:: Written problem a ::
Revise the patch review from "fhahn added a" through "for predicated vectorization.", replacing "unit test" with "regression test" throughout.
# Text start
[PATCH] D99750: [LV, VP]VP intrinsics support for the Loop Vectorizer

Fri Aug 4 03:35:51 PDT 2023

fhahn added a comment.

Thanks for the update! It looks like there's a remaining unit test failure (`VPVerifierTest.VPInstructionUseBeforeDefSameBB`). Some more comments in-line.

================
Comment at: llvm/lib/Transforms/Vectorize/LoopVectorize.cpp:9858
+      // not nullptr it also implies preference for predicated vectorization.
+      Value *EVLPart = State.EVL ? State.get(State.EVL, Part) : nullptr;
       if (CreateGatherScatter) {
----------------
Can this be sunk inside the ` else {`?

================
Comment at: llvm/lib/Transforms/Vectorize/LoopVectorize.cpp:9931
+        Value *BlockInMaskPart =
+            isMaskRequired ? MaskValue(Part, DataTy->getElementCount())
# Text end
# Excerpted records start
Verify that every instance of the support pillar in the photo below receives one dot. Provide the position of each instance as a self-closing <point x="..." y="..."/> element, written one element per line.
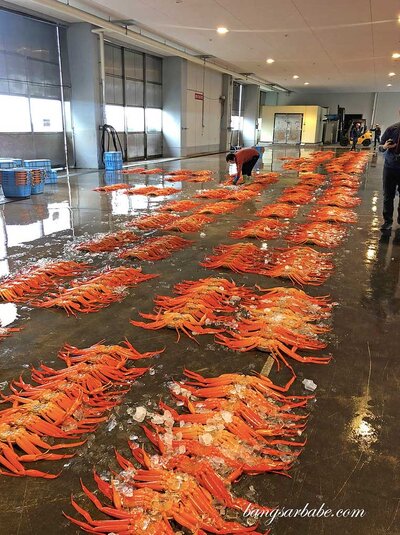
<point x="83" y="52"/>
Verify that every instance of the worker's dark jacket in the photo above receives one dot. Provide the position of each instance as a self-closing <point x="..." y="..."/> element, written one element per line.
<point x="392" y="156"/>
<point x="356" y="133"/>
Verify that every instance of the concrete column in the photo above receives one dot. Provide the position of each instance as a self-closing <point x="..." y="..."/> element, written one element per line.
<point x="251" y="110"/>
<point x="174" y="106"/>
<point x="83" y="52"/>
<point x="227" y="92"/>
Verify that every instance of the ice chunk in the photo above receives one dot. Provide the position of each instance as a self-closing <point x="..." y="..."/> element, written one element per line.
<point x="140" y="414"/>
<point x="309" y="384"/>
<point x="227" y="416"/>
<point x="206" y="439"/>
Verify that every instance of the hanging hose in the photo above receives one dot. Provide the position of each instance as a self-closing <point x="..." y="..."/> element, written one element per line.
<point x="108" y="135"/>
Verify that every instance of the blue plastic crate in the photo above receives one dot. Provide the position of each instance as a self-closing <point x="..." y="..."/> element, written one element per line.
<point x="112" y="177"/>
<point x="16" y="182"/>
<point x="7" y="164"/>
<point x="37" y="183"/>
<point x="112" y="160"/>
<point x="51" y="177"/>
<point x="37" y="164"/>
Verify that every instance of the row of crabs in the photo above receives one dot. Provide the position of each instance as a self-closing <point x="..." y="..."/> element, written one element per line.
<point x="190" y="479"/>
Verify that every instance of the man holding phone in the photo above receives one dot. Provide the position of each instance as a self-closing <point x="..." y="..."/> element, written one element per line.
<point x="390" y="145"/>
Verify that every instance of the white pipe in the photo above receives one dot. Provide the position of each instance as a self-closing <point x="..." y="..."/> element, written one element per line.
# Excerpted records end
:: Written problem b ::
Collect every row that contains the word "pillar", with letter case taken into account.

:: Complete response a ::
fhahn added a comment.

Thanks for the update! It looks like there's a remaining regression test failure (`VPVerifierTest.VPInstructionUseBeforeDefSameBB`). Some more comments in-line.

================
Comment at: llvm/lib/Transforms/Vectorize/LoopVectorize.cpp:9858
+      // not nullptr it also implies preference for predicated vectorization.

:: Complete response b ::
Verify that every instance of the support pillar in the photo below receives one dot. Provide the position of each instance as a self-closing <point x="..." y="..."/> element, written one element per line.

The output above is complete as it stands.